### Set exercise
Can you gather every line in the records below that contains the string "chair" and copy each one in full? Case counts.

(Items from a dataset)
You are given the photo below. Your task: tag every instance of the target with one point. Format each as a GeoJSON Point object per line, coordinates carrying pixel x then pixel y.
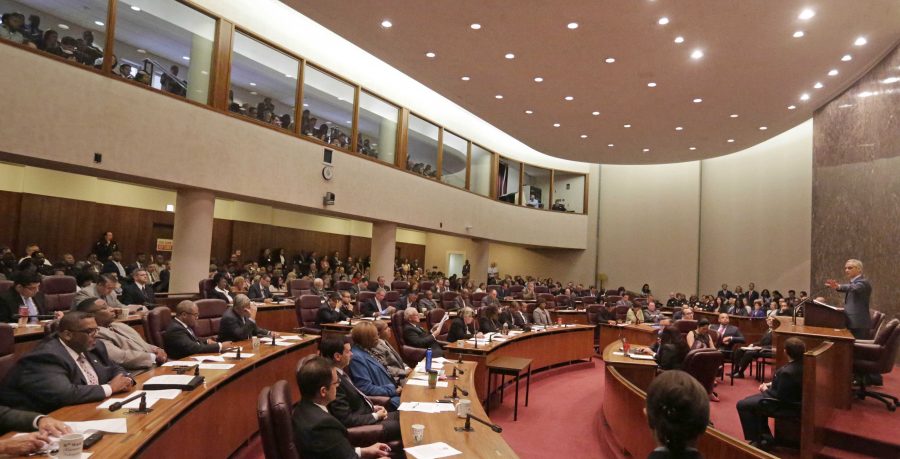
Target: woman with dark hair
{"type": "Point", "coordinates": [678, 413]}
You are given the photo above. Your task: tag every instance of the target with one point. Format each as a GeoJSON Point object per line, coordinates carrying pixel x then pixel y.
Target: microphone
{"type": "Point", "coordinates": [468, 426]}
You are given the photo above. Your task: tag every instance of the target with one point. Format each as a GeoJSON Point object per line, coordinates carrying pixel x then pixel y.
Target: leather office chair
{"type": "Point", "coordinates": [155, 324]}
{"type": "Point", "coordinates": [306, 310]}
{"type": "Point", "coordinates": [58, 291]}
{"type": "Point", "coordinates": [7, 349]}
{"type": "Point", "coordinates": [877, 357]}
{"type": "Point", "coordinates": [703, 365]}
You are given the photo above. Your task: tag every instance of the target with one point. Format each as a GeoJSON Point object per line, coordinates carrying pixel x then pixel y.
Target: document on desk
{"type": "Point", "coordinates": [432, 451]}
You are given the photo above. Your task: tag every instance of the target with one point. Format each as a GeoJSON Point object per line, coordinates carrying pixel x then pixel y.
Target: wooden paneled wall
{"type": "Point", "coordinates": [62, 225]}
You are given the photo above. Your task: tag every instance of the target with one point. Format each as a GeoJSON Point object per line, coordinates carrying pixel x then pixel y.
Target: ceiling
{"type": "Point", "coordinates": [752, 66]}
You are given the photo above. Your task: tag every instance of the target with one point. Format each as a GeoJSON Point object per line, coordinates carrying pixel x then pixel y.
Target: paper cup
{"type": "Point", "coordinates": [418, 432]}
{"type": "Point", "coordinates": [70, 446]}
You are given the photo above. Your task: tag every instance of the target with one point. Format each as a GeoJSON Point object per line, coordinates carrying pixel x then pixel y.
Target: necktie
{"type": "Point", "coordinates": [89, 374]}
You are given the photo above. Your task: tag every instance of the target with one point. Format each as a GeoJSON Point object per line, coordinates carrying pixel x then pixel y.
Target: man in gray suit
{"type": "Point", "coordinates": [123, 344]}
{"type": "Point", "coordinates": [856, 299]}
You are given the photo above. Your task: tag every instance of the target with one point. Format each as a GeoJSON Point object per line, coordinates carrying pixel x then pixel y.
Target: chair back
{"type": "Point", "coordinates": [58, 291]}
{"type": "Point", "coordinates": [703, 365]}
{"type": "Point", "coordinates": [155, 324]}
{"type": "Point", "coordinates": [7, 349]}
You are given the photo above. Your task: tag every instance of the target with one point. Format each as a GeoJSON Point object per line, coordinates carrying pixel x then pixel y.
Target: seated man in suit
{"type": "Point", "coordinates": [416, 336]}
{"type": "Point", "coordinates": [317, 433]}
{"type": "Point", "coordinates": [331, 312]}
{"type": "Point", "coordinates": [123, 344]}
{"type": "Point", "coordinates": [25, 292]}
{"type": "Point", "coordinates": [786, 386]}
{"type": "Point", "coordinates": [350, 405]}
{"type": "Point", "coordinates": [376, 306]}
{"type": "Point", "coordinates": [139, 292]}
{"type": "Point", "coordinates": [179, 339]}
{"type": "Point", "coordinates": [259, 291]}
{"type": "Point", "coordinates": [728, 335]}
{"type": "Point", "coordinates": [239, 322]}
{"type": "Point", "coordinates": [68, 368]}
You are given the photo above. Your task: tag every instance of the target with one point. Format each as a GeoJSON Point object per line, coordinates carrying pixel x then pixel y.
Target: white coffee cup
{"type": "Point", "coordinates": [463, 408]}
{"type": "Point", "coordinates": [70, 446]}
{"type": "Point", "coordinates": [418, 432]}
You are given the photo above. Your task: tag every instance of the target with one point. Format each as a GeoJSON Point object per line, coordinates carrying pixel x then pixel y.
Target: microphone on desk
{"type": "Point", "coordinates": [468, 426]}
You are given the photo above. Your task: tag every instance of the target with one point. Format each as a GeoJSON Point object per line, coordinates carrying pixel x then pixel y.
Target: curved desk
{"type": "Point", "coordinates": [481, 442]}
{"type": "Point", "coordinates": [213, 420]}
{"type": "Point", "coordinates": [551, 347]}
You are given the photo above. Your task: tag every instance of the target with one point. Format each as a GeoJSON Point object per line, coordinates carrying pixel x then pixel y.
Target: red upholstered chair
{"type": "Point", "coordinates": [306, 310]}
{"type": "Point", "coordinates": [7, 349]}
{"type": "Point", "coordinates": [211, 311]}
{"type": "Point", "coordinates": [155, 324]}
{"type": "Point", "coordinates": [58, 292]}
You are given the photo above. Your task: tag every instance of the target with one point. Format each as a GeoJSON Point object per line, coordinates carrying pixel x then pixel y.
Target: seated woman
{"type": "Point", "coordinates": [677, 412]}
{"type": "Point", "coordinates": [489, 320]}
{"type": "Point", "coordinates": [463, 326]}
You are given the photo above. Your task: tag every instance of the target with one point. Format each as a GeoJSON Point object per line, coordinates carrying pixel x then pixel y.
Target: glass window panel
{"type": "Point", "coordinates": [536, 187]}
{"type": "Point", "coordinates": [263, 82]}
{"type": "Point", "coordinates": [480, 174]}
{"type": "Point", "coordinates": [327, 108]}
{"type": "Point", "coordinates": [167, 46]}
{"type": "Point", "coordinates": [508, 180]}
{"type": "Point", "coordinates": [74, 30]}
{"type": "Point", "coordinates": [453, 160]}
{"type": "Point", "coordinates": [377, 128]}
{"type": "Point", "coordinates": [568, 192]}
{"type": "Point", "coordinates": [422, 148]}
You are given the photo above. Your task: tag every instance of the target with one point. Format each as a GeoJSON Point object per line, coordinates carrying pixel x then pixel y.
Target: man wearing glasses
{"type": "Point", "coordinates": [68, 368]}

### Worked solution
Target: leather office chair
Target: chair back
Target: red upholstered chair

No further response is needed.